>>>>>

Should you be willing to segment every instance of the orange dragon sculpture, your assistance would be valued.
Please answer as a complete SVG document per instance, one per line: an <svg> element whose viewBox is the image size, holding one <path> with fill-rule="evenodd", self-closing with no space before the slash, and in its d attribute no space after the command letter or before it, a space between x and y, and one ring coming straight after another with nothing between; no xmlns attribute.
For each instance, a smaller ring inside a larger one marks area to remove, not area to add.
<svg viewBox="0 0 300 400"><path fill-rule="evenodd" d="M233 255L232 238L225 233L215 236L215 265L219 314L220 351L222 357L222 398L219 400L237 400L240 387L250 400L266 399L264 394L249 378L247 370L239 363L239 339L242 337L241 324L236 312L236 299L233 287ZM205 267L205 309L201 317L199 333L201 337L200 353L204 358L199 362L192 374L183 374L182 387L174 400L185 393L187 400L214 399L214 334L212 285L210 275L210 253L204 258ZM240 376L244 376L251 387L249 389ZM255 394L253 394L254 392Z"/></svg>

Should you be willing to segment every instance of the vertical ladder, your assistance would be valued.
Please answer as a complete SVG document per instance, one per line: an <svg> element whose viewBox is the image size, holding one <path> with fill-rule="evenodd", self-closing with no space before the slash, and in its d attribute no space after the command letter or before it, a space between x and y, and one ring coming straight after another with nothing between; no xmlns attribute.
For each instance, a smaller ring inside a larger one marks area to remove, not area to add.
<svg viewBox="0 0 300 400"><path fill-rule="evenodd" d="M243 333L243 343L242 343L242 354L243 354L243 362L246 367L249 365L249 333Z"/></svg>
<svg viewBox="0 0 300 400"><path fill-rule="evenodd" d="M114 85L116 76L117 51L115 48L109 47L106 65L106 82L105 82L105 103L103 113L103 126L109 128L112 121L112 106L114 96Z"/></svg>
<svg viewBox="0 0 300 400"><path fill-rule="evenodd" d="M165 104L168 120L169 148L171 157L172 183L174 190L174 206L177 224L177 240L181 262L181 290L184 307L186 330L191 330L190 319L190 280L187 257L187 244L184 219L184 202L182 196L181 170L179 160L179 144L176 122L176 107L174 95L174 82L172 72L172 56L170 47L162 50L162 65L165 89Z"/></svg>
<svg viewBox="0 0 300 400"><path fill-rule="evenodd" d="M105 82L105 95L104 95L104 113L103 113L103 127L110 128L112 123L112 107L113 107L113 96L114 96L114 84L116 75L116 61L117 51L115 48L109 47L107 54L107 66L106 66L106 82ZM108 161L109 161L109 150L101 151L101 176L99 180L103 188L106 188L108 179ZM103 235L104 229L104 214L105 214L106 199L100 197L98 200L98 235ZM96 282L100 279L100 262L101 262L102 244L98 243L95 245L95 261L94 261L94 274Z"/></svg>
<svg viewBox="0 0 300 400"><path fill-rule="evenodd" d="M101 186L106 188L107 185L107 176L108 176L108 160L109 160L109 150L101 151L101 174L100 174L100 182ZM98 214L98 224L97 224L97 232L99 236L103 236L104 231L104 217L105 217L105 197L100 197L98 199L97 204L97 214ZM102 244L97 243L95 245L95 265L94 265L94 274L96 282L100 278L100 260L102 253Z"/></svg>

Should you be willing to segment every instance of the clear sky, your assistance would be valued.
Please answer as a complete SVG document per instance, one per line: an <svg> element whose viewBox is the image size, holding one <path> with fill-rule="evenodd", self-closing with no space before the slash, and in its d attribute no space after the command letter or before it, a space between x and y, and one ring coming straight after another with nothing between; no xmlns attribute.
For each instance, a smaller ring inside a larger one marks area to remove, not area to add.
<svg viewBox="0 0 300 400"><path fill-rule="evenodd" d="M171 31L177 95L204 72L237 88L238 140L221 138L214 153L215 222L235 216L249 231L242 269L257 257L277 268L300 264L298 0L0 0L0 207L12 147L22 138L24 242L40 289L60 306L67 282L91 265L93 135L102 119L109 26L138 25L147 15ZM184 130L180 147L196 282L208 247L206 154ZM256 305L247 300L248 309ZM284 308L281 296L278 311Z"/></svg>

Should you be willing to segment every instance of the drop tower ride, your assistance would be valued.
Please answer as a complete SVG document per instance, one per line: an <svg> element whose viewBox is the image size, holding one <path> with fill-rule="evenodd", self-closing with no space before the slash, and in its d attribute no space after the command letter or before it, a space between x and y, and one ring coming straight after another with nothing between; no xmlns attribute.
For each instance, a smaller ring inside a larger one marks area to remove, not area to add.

<<<<<

## Work required:
Restate the whole of the material exactly.

## Answer to the exercise:
Should you be willing to segment every instance of the orange dragon sculpture, your assistance would be valued.
Please answer as a complete SVG document per instance, one per line: an <svg> element whose viewBox is the image size, holding one <path> with fill-rule="evenodd", self-closing with no space before the slash, and in its d attribute no space after the command letter or before it, a space between x and y, and one ring coming straight after another with nothing between; no xmlns attribute.
For each instance, a smaller ring inside a larger one marks area to remove, not area to add.
<svg viewBox="0 0 300 400"><path fill-rule="evenodd" d="M233 255L232 238L225 233L215 236L215 265L219 314L220 351L222 357L222 398L219 400L237 400L240 387L250 400L266 399L264 394L249 378L247 370L239 363L239 339L242 337L241 324L236 312L236 299L233 287ZM205 267L205 309L201 317L199 333L201 337L200 353L204 358L199 362L192 374L183 374L182 387L174 400L185 393L187 400L214 399L214 334L212 285L210 275L210 253L204 258ZM240 376L244 376L251 387L249 389ZM255 394L253 394L254 392Z"/></svg>

Should you be willing to segment every instance of the vertical ladder, your assistance would be valued.
Please answer as a complete SVG document per instance, one per line: an <svg> element whose viewBox is the image size, holding one <path> with fill-rule="evenodd", self-closing with no space before the slash, and in its d attribute no space after the command letter or before it, a space between x and y, and one ring coming straight after another with nothing between; no xmlns attribute.
For each instance, a smaller ring inside a larger one marks area to remove, not area to add.
<svg viewBox="0 0 300 400"><path fill-rule="evenodd" d="M243 333L243 343L242 343L242 354L243 354L243 362L246 367L249 365L249 333Z"/></svg>
<svg viewBox="0 0 300 400"><path fill-rule="evenodd" d="M114 85L116 76L117 51L115 48L109 47L106 65L106 82L105 82L105 103L103 113L103 126L109 128L112 121L112 106L114 96Z"/></svg>
<svg viewBox="0 0 300 400"><path fill-rule="evenodd" d="M165 104L168 120L169 148L171 157L172 183L174 190L174 206L177 224L177 240L181 262L181 290L184 307L186 330L191 330L190 319L190 280L187 257L187 244L184 219L184 202L182 196L181 170L179 160L179 144L176 122L176 107L174 95L174 82L172 72L172 56L170 47L162 50L162 65L165 89Z"/></svg>
<svg viewBox="0 0 300 400"><path fill-rule="evenodd" d="M105 82L105 95L104 95L104 113L103 113L103 127L110 128L112 123L112 107L113 107L113 96L114 96L114 84L116 75L116 61L117 51L115 48L109 47L107 54L107 66L106 66L106 82ZM108 161L109 161L109 150L101 151L101 176L99 180L103 188L106 188L108 179ZM103 235L104 229L104 214L105 214L106 199L100 197L98 200L98 235ZM96 282L100 279L100 262L101 262L102 244L98 243L95 245L95 261L94 261L94 274Z"/></svg>
<svg viewBox="0 0 300 400"><path fill-rule="evenodd" d="M101 186L106 188L107 185L107 176L108 176L108 160L109 160L109 150L101 151L101 174L100 174L100 182ZM98 214L98 224L97 224L97 232L99 236L103 236L104 231L104 217L105 217L105 197L100 197L98 199L97 204L97 214ZM102 244L97 243L95 245L95 265L94 265L94 274L96 282L100 278L100 260L102 253Z"/></svg>

Should you be willing to segment every instance of the clear sky, your assistance would be valued.
Please answer as a complete SVG document per instance, one per line: an <svg> element whose viewBox is the image size, holding one <path> with fill-rule="evenodd", self-closing with no space before the slash, and in its d attribute no space after the command letter or before it, a space between x and y, and one ring coming straight after another with nothing between; no xmlns attribute.
For each instance, a smaller ring inside a larger one marks area to remove, not area to add.
<svg viewBox="0 0 300 400"><path fill-rule="evenodd" d="M171 31L177 95L204 72L237 88L238 140L221 138L214 153L215 222L235 216L249 231L242 269L257 257L277 268L300 264L298 0L0 0L0 207L12 147L22 138L24 242L40 289L60 306L67 282L91 265L93 135L102 119L109 26L138 25L147 15ZM184 130L180 147L196 282L208 247L206 154ZM256 305L247 300L248 309ZM284 308L281 296L278 311Z"/></svg>

Should you be willing to segment every instance of the drop tower ride, your assistance would be valued.
Please answer as a complete SVG document per instance, one per line: an <svg> element whose viewBox is the image size, holding one <path> with fill-rule="evenodd", self-closing with no space before the slash, and in its d attribute no space after the command letter or before it, a space between x and y, and one ring coming straight after another with nothing between; no xmlns attribute.
For each instance, a smaller ring inside a larger one marks area to remove, not area to add.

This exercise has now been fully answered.